===== INPUT MATERIAL

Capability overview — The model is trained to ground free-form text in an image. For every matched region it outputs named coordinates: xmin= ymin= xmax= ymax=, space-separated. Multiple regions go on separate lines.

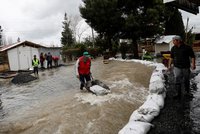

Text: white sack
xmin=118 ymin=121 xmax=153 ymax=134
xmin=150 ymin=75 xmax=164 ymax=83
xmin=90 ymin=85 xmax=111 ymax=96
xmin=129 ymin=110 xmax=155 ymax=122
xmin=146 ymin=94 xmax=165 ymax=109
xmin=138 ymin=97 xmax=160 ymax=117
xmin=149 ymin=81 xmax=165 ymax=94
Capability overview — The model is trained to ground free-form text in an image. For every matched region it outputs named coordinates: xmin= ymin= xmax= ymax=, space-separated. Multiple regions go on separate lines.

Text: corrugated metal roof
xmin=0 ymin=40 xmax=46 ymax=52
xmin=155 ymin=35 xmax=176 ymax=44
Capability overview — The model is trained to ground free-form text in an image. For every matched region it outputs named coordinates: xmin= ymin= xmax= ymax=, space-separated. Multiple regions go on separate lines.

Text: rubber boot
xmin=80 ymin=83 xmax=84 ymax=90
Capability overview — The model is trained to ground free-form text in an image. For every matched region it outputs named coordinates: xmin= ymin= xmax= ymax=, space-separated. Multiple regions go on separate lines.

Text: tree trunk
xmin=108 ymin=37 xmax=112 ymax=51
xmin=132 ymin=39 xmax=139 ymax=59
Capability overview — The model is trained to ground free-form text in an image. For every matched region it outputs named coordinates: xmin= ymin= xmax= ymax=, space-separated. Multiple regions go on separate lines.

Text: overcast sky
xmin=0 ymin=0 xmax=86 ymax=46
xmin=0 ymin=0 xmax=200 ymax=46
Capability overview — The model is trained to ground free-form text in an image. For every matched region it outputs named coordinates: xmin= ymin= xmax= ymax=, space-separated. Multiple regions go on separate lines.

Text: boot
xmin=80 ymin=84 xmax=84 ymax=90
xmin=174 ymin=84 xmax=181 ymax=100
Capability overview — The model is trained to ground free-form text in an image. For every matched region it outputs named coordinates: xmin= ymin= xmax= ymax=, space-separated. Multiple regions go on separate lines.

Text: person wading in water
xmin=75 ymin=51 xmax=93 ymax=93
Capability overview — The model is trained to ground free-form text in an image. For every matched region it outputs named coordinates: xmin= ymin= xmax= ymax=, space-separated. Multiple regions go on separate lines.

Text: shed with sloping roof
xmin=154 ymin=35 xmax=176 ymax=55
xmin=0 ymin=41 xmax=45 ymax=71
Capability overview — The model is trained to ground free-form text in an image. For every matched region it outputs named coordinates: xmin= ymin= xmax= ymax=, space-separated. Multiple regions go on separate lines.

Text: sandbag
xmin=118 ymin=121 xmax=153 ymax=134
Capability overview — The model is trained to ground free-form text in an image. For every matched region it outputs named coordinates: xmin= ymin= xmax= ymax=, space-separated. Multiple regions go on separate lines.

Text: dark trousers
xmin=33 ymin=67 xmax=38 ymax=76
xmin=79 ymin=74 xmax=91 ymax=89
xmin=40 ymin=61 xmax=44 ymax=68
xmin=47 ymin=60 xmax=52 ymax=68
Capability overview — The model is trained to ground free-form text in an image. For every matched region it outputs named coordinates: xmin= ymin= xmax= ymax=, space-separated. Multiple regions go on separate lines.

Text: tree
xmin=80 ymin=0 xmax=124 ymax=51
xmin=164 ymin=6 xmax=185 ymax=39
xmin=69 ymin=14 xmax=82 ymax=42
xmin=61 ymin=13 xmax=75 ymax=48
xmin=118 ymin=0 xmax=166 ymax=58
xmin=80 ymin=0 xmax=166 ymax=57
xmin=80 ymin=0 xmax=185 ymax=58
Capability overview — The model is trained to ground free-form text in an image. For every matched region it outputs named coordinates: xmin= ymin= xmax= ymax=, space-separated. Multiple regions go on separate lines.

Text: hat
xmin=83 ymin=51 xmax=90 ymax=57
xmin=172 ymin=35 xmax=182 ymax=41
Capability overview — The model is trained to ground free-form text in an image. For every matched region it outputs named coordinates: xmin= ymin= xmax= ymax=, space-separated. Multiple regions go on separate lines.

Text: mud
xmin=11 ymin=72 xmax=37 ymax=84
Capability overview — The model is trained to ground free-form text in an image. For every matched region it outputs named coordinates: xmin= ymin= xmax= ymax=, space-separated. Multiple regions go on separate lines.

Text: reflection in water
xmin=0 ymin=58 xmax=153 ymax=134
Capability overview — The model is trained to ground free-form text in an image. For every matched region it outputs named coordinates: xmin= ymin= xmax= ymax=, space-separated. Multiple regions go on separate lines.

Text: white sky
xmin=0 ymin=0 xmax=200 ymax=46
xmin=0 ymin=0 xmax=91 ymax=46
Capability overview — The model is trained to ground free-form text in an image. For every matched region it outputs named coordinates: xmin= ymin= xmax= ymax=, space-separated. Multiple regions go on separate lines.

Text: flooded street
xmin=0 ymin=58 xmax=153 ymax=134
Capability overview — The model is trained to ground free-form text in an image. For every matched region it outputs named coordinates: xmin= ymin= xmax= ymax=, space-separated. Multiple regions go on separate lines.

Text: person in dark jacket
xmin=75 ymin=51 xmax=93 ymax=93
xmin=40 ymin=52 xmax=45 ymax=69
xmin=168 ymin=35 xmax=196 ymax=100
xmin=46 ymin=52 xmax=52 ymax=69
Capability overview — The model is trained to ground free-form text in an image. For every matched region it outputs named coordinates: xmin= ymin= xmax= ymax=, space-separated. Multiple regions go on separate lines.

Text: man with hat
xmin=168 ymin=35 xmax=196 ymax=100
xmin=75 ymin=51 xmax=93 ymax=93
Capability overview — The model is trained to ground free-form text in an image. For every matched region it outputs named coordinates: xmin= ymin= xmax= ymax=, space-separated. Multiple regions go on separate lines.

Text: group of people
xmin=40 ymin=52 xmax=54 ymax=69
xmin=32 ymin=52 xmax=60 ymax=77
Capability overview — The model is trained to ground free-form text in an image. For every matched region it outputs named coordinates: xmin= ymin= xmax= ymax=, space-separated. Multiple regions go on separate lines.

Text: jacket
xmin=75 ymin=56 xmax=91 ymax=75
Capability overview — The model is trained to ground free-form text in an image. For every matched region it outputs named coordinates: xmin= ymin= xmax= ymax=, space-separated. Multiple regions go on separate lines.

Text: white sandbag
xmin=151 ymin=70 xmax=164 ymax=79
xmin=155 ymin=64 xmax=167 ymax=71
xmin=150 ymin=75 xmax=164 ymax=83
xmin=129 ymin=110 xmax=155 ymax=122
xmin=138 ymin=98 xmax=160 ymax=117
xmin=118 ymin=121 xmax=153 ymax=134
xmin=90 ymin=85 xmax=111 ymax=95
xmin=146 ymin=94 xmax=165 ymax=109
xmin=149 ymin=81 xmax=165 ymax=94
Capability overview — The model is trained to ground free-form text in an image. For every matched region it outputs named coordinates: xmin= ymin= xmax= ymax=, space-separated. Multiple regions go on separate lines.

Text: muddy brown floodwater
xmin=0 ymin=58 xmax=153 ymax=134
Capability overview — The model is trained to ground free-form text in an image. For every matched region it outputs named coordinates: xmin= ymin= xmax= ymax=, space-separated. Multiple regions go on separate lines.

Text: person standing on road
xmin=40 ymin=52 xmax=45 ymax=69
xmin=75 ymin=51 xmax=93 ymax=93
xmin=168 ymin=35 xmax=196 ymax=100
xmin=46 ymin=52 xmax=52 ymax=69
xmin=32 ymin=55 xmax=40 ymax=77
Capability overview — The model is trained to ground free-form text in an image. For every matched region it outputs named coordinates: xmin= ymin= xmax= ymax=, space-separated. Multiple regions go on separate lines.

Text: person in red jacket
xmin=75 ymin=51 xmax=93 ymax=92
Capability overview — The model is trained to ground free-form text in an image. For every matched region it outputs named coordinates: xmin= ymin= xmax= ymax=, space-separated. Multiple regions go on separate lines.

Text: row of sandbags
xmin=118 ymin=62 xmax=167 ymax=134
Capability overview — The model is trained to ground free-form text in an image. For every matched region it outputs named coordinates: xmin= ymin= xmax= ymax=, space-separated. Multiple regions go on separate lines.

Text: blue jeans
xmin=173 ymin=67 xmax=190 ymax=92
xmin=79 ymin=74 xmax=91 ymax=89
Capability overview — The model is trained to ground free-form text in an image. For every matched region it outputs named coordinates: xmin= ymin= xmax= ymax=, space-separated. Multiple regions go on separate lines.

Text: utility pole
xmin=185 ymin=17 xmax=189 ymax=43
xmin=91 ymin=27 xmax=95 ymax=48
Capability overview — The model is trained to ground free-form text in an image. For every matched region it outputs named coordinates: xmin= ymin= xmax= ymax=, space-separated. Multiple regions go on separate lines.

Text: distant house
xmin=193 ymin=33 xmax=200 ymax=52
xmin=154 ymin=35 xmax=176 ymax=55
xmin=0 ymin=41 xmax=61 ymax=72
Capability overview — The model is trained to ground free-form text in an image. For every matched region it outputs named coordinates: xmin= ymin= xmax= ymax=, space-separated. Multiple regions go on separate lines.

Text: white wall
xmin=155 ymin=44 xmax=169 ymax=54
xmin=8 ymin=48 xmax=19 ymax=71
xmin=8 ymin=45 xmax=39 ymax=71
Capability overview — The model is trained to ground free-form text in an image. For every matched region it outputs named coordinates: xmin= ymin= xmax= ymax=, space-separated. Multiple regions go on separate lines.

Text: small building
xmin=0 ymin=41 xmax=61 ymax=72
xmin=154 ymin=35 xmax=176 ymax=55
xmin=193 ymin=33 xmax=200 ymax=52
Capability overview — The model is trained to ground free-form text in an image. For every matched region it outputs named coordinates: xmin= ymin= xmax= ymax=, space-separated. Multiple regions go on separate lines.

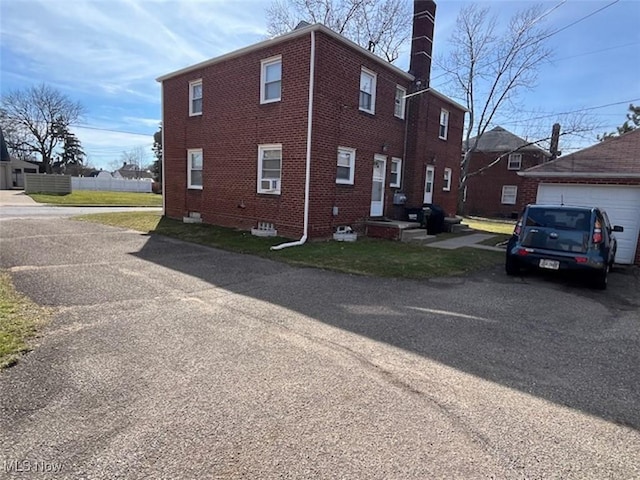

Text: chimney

==========

--- WORK TO BE COMPLETED ---
What do the lines above say from the line containing "Text: blue jeans" through the last line? Quote them exactly, both ends included, and leave out the pictures.

--- OUTPUT ---
Text: blue jeans
xmin=173 ymin=67 xmax=190 ymax=92
xmin=79 ymin=74 xmax=91 ymax=89
Capability overview — The model is trained to ground free-form text in an image. For every matched region it outputs named coordinates: xmin= ymin= xmax= ymax=, space-separated. Multiple regions go on separate lines.

Text: utility pole
xmin=185 ymin=17 xmax=189 ymax=43
xmin=91 ymin=27 xmax=95 ymax=48
Capability overview — The model is trained to ground free-form text in an image. For every matched region it outputs named coordinates: xmin= ymin= xmax= ymax=, space-separated. Multiple regions go on separate lines.

Text: distant house
xmin=193 ymin=33 xmax=200 ymax=52
xmin=154 ymin=35 xmax=176 ymax=55
xmin=0 ymin=41 xmax=61 ymax=72
Capability overview — The model is trained to ground free-form text in an image. For every matched region it outputs named coordinates: xmin= ymin= xmax= ymax=, space-separated. Multiple regions go on separate lines.

Text: white wall
xmin=155 ymin=44 xmax=169 ymax=54
xmin=8 ymin=48 xmax=19 ymax=71
xmin=8 ymin=45 xmax=39 ymax=71
Capability overview — The model is trained to ground free-form text in an image. For every matched region it outputs named coordinates: xmin= ymin= xmax= ymax=, space-separated. Multiple regions go on separate lines.

Text: small building
xmin=0 ymin=41 xmax=61 ymax=72
xmin=154 ymin=35 xmax=176 ymax=55
xmin=193 ymin=33 xmax=200 ymax=52
Capability overview — The model is trained to ground free-form text in an image. For every matched region it outputs named coordinates: xmin= ymin= xmax= ymax=, space-separated. Multiple regions go on separate lines.


Text: chimney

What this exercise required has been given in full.